#### Work required
From the line containing "[locate] paved road" through the last line of the entries, set down every line exactly and add nothing.

#### Data excerpts

---

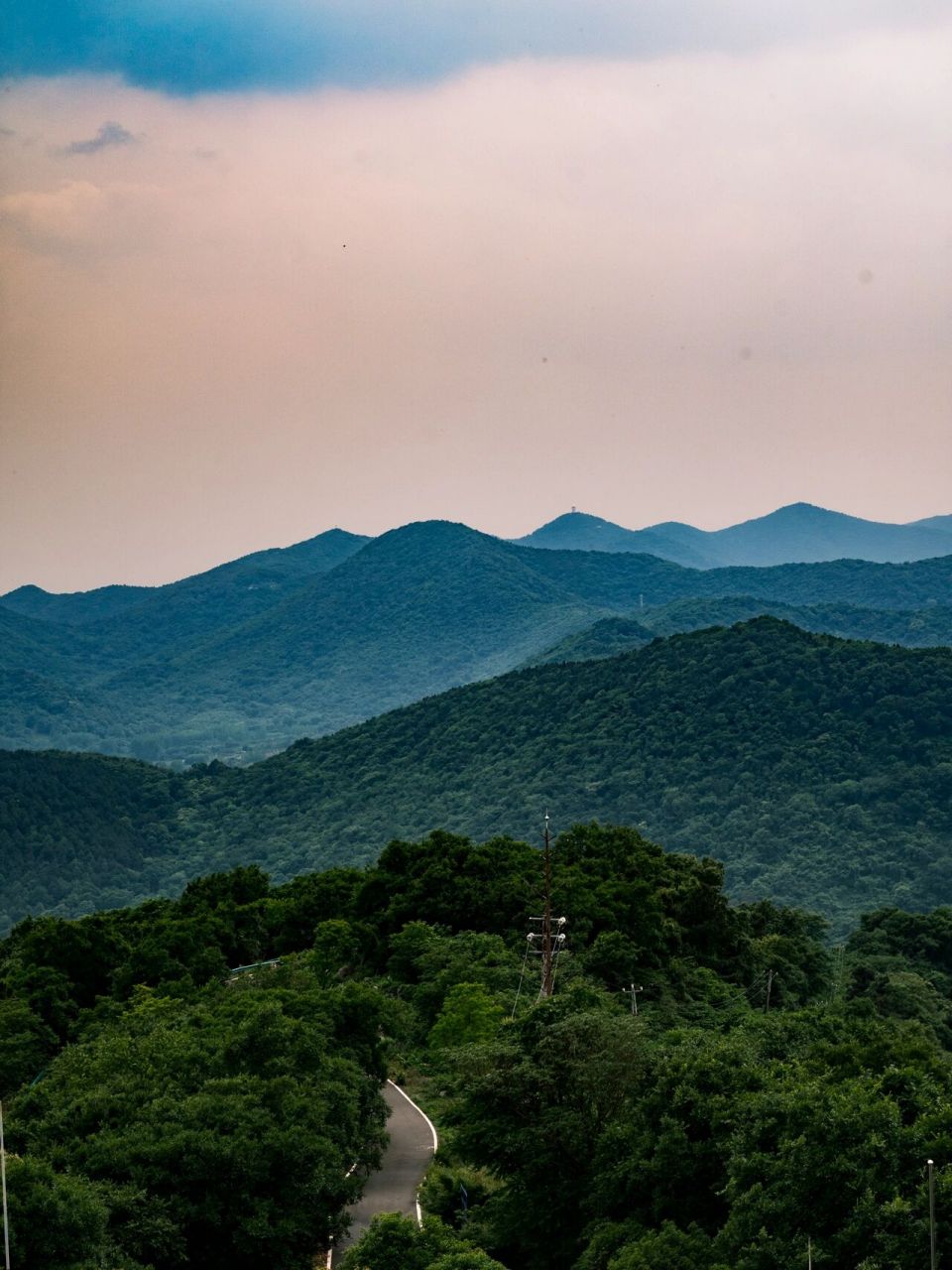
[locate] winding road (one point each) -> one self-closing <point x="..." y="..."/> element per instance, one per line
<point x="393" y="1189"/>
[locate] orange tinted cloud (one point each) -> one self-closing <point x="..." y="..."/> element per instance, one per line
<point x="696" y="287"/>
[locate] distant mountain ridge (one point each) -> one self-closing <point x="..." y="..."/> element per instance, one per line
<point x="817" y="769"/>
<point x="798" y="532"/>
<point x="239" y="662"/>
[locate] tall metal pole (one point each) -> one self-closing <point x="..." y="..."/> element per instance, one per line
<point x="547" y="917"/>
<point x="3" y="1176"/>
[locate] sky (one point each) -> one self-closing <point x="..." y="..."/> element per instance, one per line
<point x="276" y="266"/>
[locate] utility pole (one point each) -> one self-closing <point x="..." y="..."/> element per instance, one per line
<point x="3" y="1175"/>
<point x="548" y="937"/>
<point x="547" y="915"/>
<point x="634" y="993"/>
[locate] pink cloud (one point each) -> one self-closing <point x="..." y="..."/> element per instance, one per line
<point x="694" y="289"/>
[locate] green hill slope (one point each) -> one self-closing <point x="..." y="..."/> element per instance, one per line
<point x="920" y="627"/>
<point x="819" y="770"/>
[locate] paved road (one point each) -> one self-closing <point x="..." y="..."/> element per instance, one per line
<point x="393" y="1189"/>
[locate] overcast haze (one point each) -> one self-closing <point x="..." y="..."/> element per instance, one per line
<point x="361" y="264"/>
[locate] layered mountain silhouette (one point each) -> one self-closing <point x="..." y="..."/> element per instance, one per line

---

#### Written response
[locate] paved road (one point each) -> one self-closing <point x="..." y="..."/> element per instance, one per line
<point x="393" y="1189"/>
[locate] overcast haze (one point each) -> one self-closing <point x="..." y="..."/> element per instance, one per line
<point x="361" y="264"/>
[locate] layered mountain silhouette (one point each) -> one self-closing <point x="..." y="..."/> element per instance, one per line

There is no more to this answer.